◆ **Your tasks**
1) From the text on flu vaccination during pregnancy, list every figure it gives about newborn babies in the Netherlands, and state what each figure refers to.
2) Answer these questions using the text on flu vaccination during pregnancy:
(a) What does a pregnant woman create when she gets the flu vaccine, and how does it reach the baby?
(b) Since which year has the World Health Organization advised flu vaccination for all pregnant women worldwide?
(c) Pregnant women who have flu are more likely to need hospital admission than which group?
3) Reproduce the text on flu vaccination during pregnancy from "It is not clear" up to and including "babies every year.".

◆ **Document excerpt**
# # # # # # #
The flu vaccine lowers the risk of getting flu. It also lowers the risk of serious illness due to flu. Newborn babies have a higher risk of serious illness due to flu. They may even need to go to hospital. The risk is especially high during the first months after birth, when babies are even more vulnerable. When a pregnant woman gets the flu vaccine during pregnancy, she creates antibodies that go to the baby through the placenta. That means that the baby is protected against flu right from birth.
The flu vaccine also protects the pregnant woman directly. Pregnant women who have flu are more likely to need hospital admission than women of the same age who have flu and are not pregnant.
It is not clear if pregnant women are more likely to get flu, compared to women who are not pregnant. This topic has not been researched. However, pregnant women are more likely to get infections in general.
It is estimated that around 10–15% of all newborn babies in the Netherlands get flu each year. In about 300 newborn babies every year, flu causes symptoms such as tightness of the chest or shortness of breath, leading to hospital admission. Serious flu leads to ICU admission for about 10–20 babies every year.
The World Health Organization (WHO) has advised flu vaccination for all pregnant women worldwide since 2012. Almost all European countries (and many other countries elsewhere in the world) have been vaccinating pregnant women against flu for years. Various studies carried out in these countries have shown that the flu vaccine is safe for pregnant women and does indeed have a positive effect.
# # # # # # #
(Stored data entries)
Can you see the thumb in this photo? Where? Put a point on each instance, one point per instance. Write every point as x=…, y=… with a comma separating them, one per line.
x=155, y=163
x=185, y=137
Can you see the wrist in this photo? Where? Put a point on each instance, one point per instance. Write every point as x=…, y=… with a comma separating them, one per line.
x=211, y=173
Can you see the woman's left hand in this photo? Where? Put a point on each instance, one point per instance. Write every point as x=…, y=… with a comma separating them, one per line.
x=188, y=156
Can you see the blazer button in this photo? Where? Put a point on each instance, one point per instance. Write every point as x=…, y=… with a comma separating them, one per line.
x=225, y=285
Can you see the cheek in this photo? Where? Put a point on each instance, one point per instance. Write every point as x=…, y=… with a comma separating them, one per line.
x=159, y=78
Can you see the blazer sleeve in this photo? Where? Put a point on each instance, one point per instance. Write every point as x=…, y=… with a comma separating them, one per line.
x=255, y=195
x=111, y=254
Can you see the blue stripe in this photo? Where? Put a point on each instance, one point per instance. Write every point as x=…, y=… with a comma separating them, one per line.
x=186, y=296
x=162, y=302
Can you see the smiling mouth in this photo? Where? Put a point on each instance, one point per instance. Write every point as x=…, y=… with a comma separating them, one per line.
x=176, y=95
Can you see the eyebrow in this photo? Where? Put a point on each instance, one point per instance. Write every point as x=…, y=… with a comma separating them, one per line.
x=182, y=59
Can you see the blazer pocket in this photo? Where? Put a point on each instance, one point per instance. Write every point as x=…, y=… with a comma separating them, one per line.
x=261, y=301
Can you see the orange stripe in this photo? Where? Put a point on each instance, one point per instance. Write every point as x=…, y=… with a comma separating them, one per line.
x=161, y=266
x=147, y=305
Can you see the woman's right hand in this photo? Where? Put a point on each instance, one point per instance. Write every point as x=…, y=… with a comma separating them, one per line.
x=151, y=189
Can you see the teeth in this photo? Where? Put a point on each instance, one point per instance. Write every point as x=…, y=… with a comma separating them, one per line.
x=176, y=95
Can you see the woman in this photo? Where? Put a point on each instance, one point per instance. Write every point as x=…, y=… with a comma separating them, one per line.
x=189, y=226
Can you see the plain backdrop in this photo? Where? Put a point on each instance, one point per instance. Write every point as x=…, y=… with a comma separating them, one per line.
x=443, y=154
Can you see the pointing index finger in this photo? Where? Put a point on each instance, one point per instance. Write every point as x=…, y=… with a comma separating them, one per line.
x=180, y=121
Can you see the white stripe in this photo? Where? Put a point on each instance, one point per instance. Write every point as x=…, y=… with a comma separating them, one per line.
# # # # # # #
◆ **Exercise results**
1)
- Around 10–15%: the share of all newborn babies in the Netherlands who get flu each year.
- About 300: the number of newborn babies each year in whom flu causes symptoms such as tightness of the chest or shortness of breath, leading to hospital admission.
- About 10–20: the number of babies each year for whom serious flu leads to ICU admission.

2)
(a) She creates antibodies, which go to the baby through the placenta.
(b) Since 2012.
(c) Women of the same age who have flu and are not pregnant.

3)
It is not clear if pregnant women are more likely to get flu, compared to women who are not pregnant. This topic has not been researched. However, pregnant women are more likely to get infections in general.
It is estimated that around 10–15% of all newborn babies in the Netherlands get flu each year. In about 300 newborn babies every year, flu causes symptoms such as tightness of the chest or shortness of breath, leading to hospital admission. Serious flu leads to ICU admission for about 10–20 babies every year.